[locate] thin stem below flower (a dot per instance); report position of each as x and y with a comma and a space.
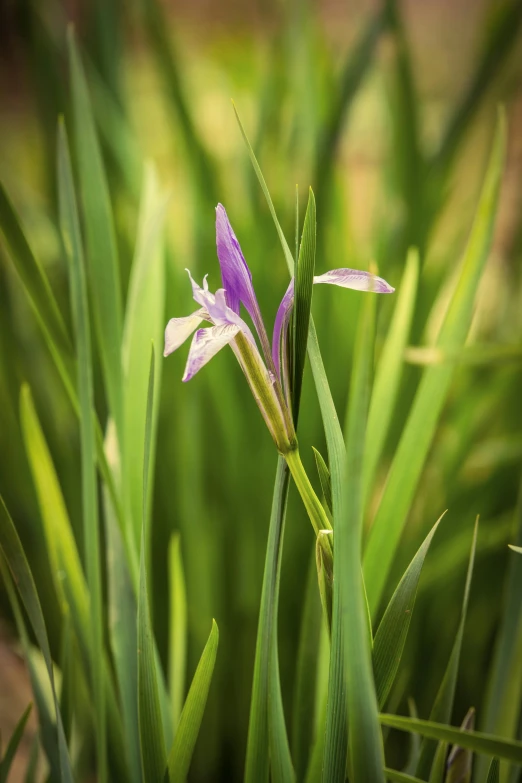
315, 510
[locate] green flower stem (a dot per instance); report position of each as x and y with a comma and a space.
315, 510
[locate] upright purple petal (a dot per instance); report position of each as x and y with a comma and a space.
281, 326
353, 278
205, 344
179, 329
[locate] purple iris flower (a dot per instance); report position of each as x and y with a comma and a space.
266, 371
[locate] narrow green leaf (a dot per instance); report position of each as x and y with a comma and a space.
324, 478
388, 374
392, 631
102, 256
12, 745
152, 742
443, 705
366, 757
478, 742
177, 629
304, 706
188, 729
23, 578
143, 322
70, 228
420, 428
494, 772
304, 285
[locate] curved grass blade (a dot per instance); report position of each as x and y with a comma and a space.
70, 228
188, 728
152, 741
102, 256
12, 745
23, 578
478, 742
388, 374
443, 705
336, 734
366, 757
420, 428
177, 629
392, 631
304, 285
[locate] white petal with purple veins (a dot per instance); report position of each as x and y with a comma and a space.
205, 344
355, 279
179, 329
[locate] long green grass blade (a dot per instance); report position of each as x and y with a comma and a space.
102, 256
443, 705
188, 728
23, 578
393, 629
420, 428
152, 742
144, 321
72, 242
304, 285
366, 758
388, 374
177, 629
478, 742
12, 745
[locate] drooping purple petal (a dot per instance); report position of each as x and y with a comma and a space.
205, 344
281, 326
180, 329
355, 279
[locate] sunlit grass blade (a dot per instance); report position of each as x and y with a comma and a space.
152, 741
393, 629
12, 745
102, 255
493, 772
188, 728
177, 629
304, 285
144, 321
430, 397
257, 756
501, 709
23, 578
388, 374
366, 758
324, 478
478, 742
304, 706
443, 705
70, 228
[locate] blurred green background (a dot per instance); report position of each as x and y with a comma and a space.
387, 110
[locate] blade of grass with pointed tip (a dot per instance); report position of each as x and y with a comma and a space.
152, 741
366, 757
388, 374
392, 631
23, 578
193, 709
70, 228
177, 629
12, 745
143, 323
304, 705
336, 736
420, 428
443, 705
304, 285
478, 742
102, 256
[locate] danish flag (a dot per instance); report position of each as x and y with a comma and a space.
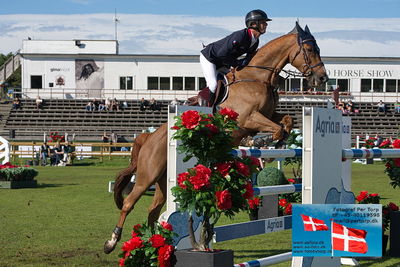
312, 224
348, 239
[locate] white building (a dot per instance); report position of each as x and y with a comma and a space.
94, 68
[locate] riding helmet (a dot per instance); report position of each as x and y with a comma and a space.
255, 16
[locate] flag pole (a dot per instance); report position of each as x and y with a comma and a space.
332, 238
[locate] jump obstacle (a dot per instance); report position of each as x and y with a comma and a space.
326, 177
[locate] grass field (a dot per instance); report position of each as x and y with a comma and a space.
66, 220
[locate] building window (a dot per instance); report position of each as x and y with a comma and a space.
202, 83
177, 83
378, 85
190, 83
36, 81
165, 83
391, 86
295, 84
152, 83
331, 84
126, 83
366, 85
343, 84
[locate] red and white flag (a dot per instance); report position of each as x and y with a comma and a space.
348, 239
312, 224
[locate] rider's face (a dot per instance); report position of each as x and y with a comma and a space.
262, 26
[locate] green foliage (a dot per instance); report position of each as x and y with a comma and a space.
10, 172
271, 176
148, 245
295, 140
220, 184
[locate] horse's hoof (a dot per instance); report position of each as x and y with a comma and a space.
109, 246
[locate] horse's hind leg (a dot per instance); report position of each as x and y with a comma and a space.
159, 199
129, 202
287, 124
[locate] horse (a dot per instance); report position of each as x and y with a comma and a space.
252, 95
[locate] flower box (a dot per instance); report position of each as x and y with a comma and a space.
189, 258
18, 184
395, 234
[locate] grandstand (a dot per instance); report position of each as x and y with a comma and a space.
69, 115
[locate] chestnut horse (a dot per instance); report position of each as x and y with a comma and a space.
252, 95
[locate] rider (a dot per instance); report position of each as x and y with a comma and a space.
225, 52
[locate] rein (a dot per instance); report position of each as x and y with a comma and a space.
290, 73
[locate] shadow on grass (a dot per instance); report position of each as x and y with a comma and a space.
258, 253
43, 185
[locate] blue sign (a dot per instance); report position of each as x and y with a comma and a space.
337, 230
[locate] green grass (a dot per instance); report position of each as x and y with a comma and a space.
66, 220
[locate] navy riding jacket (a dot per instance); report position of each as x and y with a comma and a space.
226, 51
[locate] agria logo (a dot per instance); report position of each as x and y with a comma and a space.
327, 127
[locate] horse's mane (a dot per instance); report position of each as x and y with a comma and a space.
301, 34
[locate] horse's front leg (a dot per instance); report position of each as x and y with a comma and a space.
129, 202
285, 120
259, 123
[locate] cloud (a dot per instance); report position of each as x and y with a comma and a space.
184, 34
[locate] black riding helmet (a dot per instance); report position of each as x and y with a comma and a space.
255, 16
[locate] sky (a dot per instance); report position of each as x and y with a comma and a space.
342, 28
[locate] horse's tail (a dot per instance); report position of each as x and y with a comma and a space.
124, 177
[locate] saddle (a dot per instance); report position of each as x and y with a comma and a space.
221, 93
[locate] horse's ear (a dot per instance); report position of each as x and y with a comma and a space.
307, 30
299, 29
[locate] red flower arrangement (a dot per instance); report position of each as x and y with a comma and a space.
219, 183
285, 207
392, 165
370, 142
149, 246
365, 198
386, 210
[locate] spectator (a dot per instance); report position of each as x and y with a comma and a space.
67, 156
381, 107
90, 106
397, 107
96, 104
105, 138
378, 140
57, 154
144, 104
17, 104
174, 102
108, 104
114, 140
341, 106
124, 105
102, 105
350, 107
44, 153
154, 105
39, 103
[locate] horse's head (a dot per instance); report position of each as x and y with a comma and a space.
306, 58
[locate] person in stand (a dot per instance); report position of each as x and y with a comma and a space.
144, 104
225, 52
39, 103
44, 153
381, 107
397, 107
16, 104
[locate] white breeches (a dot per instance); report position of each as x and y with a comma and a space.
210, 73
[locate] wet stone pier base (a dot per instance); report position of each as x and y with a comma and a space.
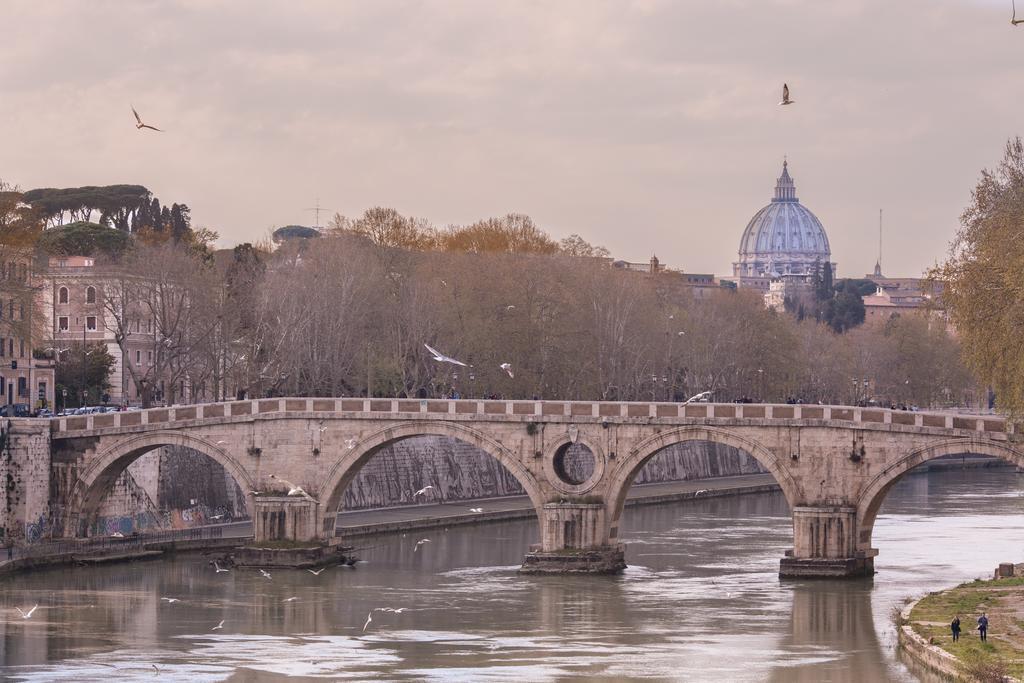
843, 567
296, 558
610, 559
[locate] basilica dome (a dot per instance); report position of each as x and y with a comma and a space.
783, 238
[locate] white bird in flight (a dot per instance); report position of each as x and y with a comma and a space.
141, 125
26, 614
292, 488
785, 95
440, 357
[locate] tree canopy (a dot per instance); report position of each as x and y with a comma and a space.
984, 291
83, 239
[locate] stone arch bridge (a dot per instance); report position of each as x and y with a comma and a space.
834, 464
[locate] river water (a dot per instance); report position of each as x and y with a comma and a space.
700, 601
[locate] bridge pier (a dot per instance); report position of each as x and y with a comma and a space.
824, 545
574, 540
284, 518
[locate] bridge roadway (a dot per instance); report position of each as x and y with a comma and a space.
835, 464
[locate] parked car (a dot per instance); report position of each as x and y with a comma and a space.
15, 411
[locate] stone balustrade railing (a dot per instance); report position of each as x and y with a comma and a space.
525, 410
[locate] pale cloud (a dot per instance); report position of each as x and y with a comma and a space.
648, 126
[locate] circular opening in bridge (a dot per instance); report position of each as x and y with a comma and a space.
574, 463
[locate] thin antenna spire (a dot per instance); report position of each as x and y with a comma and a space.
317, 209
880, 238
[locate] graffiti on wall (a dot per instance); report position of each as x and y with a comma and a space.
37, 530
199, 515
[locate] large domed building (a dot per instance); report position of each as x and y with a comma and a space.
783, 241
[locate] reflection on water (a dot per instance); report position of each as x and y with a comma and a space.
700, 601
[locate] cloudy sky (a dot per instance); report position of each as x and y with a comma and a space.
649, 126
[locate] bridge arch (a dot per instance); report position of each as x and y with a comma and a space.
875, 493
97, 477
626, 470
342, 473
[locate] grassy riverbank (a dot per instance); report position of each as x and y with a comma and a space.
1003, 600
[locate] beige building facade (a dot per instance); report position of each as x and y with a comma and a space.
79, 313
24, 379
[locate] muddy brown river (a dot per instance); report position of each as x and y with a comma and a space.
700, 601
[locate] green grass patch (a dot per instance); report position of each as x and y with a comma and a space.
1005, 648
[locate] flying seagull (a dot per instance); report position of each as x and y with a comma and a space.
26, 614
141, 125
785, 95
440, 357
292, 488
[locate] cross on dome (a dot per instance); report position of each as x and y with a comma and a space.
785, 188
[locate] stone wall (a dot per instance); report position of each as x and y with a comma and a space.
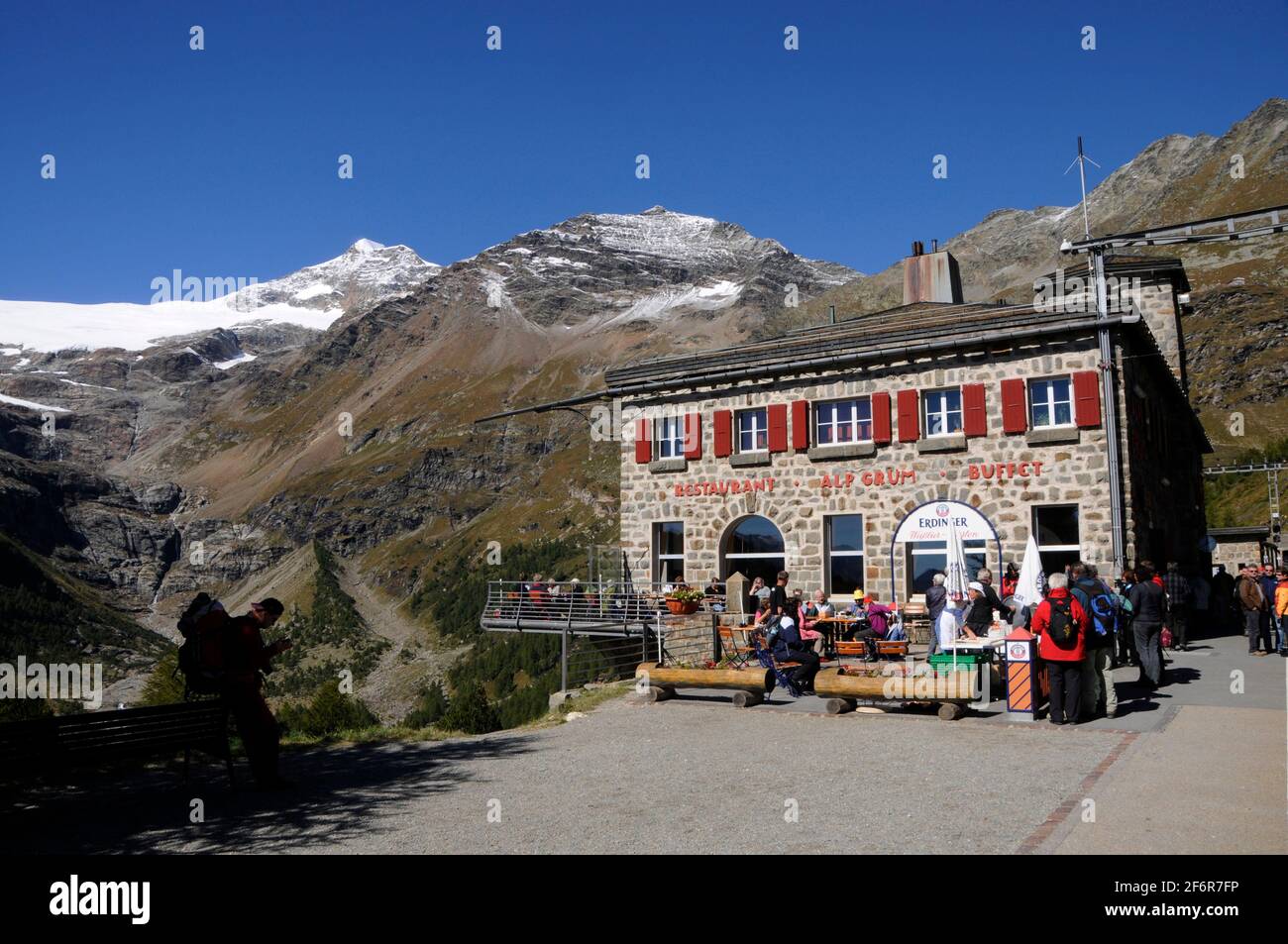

### WRITTEN PROBLEM
Reproduce nothing but the lines that run from the line containing "[locate] graffiti on" through the last line of the records, inclusive. Omit the pictures.

### ANSWER
[locate] graffiti on wall (a dot per instance); report position of each as x and y with a comma and a space.
37, 530
199, 515
[locate] large domed building (a dot per instance); report position of each as x and y with a comma and a space.
783, 241
[locate] reflection on water (a dot per instance); report position of each as x and y with a comma and a space.
700, 601
[locate] cloudy sky (a dot per instance); report position of each as x and y with a comma and a space.
649, 126
[locate] bridge arch (a dot per instance); report position of each as x and y with a comma and a space.
875, 493
97, 477
626, 470
342, 473
[locate] grassy riverbank (a dot per instance); report position of each as x and y with a comma and a space.
1003, 600
[locate] beige building facade (a dot per instance); report position of each as x and y with a comma and a space.
79, 313
24, 379
[locate] muddy brown river (a dot per instance); report position of each as x and y with a comma and a space.
700, 601
[locate] green grass patch (a dot per instance); report position of each as x and y with a comma and a space.
1005, 648
[locate] flying seagull (a dot per instance); report position of each as x and y with a comma and a space.
26, 614
141, 125
785, 95
440, 357
292, 488
[locate] cross on dome (a dot per instance); report position of each as x and y with a comma and a space.
785, 188
[locate] stone wall (a dot per instance); report position of each as x and y with a comma and a space.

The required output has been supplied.